■ **Brief 1**
In the excerpt on research and technology institutes, in what year was VTT Technical Research Centre of Finland established?
■ **Brief 2**
Write the next part of the excerpt on research and technology institutes, picking up right after its last sentence.

■ **Page excerpt**
While many of the UK’s RAs have vanished into the clutches of other businesses or even into the hands of investment companies, the model is still highly visible elsewhere in Europe. Germany has institutes its much admired Fraunhofer-Gesellschaft with an annual research budget of € 1.5 billion, two thirds of it from contracts with industry. In the Netherlands, TNO received €195 million of its turnover of €600 million from the government. VTT Technical Research Centre of Finland, established in 1942, has a turnover or around € 250 with 30% from the government.

This level of government investment does not mean that the RTIs are safe. The ADL report suggests that they face three key challenges:

• the lack of a clearly-defined strategic role
• decreasing core/state funding
• more demanding stakeholders

The first of these challenges arises from the fact that RTIs often “operate within a national or regional STI system in which their precise role and mission is insufficiently defined or inadequately focused”. It does not help that an RTI can find itself working at the behest of stakeholders with conflicting objectives, “for example, different government bodies may have different requirements (eg regional vs national or international, industrial development departments versus environmental or health departments)”.

Over the years ADL has worked with various RTIs and draws on that experience to offer advice in this report. This comes down to developing a strategy –one that ADL likes to label as a “trade mark” – that helps the RTI “to be explicit about the role of the institute and to begin to prioritize its R&D project portfolio”.

Working for companies

RTIs also have to remember what they are there for, to do R&D that can make a difference to the companies that commission their services, and to ensure that their researchers not only know this but also behave accordingly. This means that they should not act like academics, where the priority is to prove your expertise through the number of publications and citations that a researcher’s work generates. If even some universities worry about excess pressure to deliver on this front, it does not make sense if, as the ADL report puts it, “researchers are incentivised primarily on the basis of demonstrated scientific performance”. Instead, it helps if RTIs judge individuals on things like “utilization on projects, and achievement of specific (non-academic) development objectives”.

One bit of advice is that RTIs should “focus on challenges rather than research areas”. ASDL suggests this approach because it “creates a technical end goal around which it is possible to structure future activities”. An example of this tactic is that “rather than saying ‘micro-electronics is an attractive area’, we specify a challenge to be addressed such as ‘Achieving desalination costs of less than 4.0kWhr/m3′”.

■ **Available data**
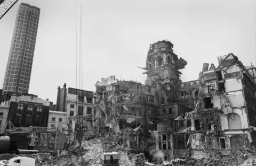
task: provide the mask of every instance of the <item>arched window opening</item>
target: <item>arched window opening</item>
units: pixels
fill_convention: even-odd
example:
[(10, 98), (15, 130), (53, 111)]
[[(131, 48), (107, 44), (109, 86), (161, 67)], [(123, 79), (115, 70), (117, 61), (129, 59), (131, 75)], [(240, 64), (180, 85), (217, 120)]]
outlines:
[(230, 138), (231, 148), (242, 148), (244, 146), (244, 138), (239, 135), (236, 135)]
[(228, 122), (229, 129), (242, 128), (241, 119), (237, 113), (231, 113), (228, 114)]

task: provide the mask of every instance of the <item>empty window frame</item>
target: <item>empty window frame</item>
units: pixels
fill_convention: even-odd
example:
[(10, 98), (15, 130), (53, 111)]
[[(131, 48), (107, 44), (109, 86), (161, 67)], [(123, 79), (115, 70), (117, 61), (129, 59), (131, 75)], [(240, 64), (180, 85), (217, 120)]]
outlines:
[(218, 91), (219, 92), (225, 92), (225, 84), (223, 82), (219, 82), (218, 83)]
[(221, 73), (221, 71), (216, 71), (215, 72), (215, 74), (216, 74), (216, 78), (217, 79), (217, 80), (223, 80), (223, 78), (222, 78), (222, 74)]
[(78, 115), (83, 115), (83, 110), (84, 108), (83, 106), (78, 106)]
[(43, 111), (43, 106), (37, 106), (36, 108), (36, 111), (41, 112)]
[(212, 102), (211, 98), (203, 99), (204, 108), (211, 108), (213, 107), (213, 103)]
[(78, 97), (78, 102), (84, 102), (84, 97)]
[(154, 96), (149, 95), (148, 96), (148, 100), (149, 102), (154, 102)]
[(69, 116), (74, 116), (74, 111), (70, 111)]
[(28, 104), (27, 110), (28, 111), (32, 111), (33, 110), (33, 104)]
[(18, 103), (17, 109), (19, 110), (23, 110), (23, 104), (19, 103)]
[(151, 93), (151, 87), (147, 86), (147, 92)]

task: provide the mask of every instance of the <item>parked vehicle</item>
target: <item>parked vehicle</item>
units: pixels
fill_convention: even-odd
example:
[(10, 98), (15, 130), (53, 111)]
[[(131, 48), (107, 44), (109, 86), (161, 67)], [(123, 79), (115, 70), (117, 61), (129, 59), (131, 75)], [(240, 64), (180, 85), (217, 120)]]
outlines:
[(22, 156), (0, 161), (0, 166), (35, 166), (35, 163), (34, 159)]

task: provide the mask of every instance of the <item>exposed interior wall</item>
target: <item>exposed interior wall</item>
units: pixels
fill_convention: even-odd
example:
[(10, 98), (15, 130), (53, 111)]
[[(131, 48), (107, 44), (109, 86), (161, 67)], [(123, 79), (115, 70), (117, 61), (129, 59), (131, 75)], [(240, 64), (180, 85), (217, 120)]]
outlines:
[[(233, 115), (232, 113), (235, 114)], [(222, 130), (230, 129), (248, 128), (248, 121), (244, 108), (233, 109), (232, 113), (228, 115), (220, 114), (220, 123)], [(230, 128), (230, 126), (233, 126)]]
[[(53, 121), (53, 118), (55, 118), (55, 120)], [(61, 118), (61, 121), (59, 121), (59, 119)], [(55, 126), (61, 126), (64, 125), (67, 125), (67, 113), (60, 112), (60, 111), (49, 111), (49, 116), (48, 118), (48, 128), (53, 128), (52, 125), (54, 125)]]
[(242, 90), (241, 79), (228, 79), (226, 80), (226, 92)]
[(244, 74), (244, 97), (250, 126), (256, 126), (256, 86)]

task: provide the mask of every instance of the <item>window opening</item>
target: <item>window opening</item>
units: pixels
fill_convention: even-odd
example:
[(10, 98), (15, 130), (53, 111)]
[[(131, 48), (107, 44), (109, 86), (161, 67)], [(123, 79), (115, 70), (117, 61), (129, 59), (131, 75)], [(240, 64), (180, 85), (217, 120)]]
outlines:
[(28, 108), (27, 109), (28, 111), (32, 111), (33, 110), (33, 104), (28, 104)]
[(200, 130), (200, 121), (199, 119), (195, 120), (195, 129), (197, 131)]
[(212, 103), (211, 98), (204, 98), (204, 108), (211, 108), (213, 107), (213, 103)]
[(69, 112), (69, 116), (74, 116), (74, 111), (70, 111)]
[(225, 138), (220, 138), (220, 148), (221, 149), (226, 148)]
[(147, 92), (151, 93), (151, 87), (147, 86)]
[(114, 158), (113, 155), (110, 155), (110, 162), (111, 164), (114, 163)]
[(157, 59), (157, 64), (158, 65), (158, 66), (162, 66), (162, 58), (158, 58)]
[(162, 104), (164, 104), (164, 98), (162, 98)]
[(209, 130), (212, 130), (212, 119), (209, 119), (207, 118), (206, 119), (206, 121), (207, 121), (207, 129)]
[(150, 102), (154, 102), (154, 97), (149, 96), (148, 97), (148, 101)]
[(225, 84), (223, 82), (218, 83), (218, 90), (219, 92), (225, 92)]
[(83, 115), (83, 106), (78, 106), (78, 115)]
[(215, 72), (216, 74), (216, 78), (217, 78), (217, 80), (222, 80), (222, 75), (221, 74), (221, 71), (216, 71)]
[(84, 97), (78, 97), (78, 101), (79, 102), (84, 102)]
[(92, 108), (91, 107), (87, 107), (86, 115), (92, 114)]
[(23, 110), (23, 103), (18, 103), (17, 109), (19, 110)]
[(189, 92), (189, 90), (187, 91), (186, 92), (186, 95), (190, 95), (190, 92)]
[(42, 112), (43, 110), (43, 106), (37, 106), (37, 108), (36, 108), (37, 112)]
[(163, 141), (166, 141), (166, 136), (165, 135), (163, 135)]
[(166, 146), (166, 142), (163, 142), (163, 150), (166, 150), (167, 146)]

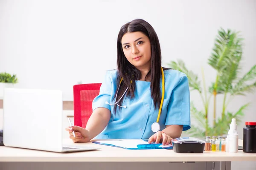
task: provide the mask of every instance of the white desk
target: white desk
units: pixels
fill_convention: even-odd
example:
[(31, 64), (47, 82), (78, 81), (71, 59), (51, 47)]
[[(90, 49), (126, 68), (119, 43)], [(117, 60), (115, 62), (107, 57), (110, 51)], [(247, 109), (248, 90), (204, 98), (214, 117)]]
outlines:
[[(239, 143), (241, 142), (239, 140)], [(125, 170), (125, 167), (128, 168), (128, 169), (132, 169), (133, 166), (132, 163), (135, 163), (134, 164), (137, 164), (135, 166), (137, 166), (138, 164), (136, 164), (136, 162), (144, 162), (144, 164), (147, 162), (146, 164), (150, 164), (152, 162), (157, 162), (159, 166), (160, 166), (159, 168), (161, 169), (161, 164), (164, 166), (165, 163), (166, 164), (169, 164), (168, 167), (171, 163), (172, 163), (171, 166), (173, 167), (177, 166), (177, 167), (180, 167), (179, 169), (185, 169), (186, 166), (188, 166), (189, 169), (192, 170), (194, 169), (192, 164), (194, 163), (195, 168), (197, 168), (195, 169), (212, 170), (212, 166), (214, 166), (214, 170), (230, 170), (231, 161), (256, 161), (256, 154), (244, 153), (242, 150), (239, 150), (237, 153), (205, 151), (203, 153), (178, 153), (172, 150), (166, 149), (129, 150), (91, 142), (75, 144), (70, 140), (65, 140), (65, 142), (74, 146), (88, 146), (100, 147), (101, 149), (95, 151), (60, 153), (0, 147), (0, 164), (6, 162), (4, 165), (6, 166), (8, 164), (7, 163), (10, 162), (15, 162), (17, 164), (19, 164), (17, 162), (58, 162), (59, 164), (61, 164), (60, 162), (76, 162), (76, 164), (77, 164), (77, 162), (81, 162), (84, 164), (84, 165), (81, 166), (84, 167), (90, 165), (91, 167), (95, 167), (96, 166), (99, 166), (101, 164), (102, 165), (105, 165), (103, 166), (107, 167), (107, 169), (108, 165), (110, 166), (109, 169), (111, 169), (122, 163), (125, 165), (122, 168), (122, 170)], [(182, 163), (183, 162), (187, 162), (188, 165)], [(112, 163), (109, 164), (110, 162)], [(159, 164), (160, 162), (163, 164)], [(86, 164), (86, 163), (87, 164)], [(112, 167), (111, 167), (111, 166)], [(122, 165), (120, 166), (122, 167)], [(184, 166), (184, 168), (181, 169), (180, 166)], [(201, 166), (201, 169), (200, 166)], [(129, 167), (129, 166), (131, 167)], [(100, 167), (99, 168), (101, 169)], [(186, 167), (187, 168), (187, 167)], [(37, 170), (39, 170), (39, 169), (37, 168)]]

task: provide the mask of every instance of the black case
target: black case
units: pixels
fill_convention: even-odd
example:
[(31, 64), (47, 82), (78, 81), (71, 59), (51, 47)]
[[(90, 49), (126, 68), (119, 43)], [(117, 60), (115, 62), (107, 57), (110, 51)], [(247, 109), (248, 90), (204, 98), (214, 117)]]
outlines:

■ **Final answer 1**
1942

■ **Final answer 2**
The pursuit of money is clearly important for any research organisation. The enthusiasm with which governments seek ways to cut their spending clearly threatens RTIs that depend on state support to stay in business. “Increasingly, RTIs are expected to demonstrate much more clearly how their use of public funds delivers added value to society – be it economic, environmental, social, strategic or tactical added value.” To cope with these pressures the advice is to “follow the money” by “aligning research programs better with client funding streams; improving commercialization returns through partnership; and making a stronger justification for STI funding”.

The academic community has already paved the way for the last of these points. Also faced with government demands to justify the money spent on academic research, universities and Research Councils are eager to demonstrate their ‘impact’.

An invisible sector

While academics have made their sales pitch as visibly as they can, bombarding anyone who will listen with examples of where they have made in impact, the RTIs are less visible. They are less silent on the research that they do, but where are they making the case for their place on the R&D landscape?

They are certainly silent in the UK. The Association of Independent Research and Technology Organisations (AIRTO), the umbrella body for RTIs in the UK – with 35 independent companies, it proclaims itself “the largest community of techno-business consultants and contract research organisations in Europe” – has not updated its web site in some years.

ADL’s report points out that the general R&D climate should actually provide RTIs with opportunities to make a stronger case for their services. As the study puts it “They have the potential to become even more important in the post-recession ‘new normal’ world of virtual, networked corporations and collaborative innovation – provided that they can face up to the challenges of change.”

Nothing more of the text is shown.